* _TEXT PROVIDED_:

Home care workers have long been lumped into a labor category along with babysitters, where they are exempt from federal wage and overtime rules. A good number of those workers earn more than the federal minimum wage, yet they don’t receive overtime pay – and this can be a burdensome situation since they often find themselves in time-intensive care scenarios where they spend nights and weekends with those they assist. Yet after a decades-long fight by labor advocates and Wage and Overtime Attorneys, they will finally be covered by those regulations and protections when the rules go into effect at the beginning of 2015.
Steve Edelstein, the national policy director of PHI (a non-profit that works to improve the lives of people who need home or residential care by improving the lives of the workers who provide that care), applauds the new regulations. He told NPR’s Wendy Kaufman that “if we are really serious about helping elders and people with disabilities live in their homes and in their communities and live as independently as possible, we really need to focus on this workforce and have policies that help to support them to do this work.”

* _MATERIAL PROVIDED_:
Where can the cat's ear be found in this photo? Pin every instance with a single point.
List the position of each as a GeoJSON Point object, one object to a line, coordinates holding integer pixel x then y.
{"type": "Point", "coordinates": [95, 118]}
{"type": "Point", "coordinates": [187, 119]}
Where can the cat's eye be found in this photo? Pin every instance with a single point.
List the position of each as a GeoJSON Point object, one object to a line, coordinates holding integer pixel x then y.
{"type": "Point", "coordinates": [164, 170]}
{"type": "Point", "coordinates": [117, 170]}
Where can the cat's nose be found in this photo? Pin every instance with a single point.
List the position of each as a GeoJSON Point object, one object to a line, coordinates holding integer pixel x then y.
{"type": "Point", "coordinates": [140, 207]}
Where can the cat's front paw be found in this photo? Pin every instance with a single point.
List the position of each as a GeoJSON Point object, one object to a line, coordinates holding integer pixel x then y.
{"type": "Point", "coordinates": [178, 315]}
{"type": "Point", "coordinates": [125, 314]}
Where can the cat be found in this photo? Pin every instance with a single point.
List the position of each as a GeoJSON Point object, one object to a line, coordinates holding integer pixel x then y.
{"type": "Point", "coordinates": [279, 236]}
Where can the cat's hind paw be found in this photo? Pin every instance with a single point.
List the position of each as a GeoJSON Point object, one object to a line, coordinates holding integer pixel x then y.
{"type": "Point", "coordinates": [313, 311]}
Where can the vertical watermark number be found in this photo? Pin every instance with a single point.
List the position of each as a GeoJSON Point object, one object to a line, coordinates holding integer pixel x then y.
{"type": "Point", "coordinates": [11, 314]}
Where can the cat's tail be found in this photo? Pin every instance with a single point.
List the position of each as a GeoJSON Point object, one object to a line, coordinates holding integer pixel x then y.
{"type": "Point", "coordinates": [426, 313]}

* * *

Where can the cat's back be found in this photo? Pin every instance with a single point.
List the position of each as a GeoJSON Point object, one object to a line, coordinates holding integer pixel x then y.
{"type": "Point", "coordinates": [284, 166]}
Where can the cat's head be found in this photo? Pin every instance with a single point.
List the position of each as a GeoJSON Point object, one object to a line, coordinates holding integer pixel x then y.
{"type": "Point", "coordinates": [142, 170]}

* _GOAL A_:
Translate this sentence from the text on home care workers' pay into Spanish: "Home care workers have long been lumped into a labor category along with babysitters, where they are exempt from federal wage and overtime rules."
* _GOAL B_:
Carry the text on home care workers' overtime rules forward from its last sentence.

* _RESULT A_:
Durante mucho tiempo, los trabajadores de atención domiciliaria han sido agrupados en una categoría laboral junto con las niñeras, en la que están exentos de las normas federales sobre salarios y horas extra.

* _RESULT B_:
Home Instead, a corporation with a lot of political muscle in Washington DC – and one of the largest employers of home care workers – argues that the new rules will increase the cost for families who pay for care. Yet employment attorneys point out that care SHOULD cost most if the employee is required to work additional hours. Wouldn’t any other arrangement be a simple case of labor exploitation and wage theft?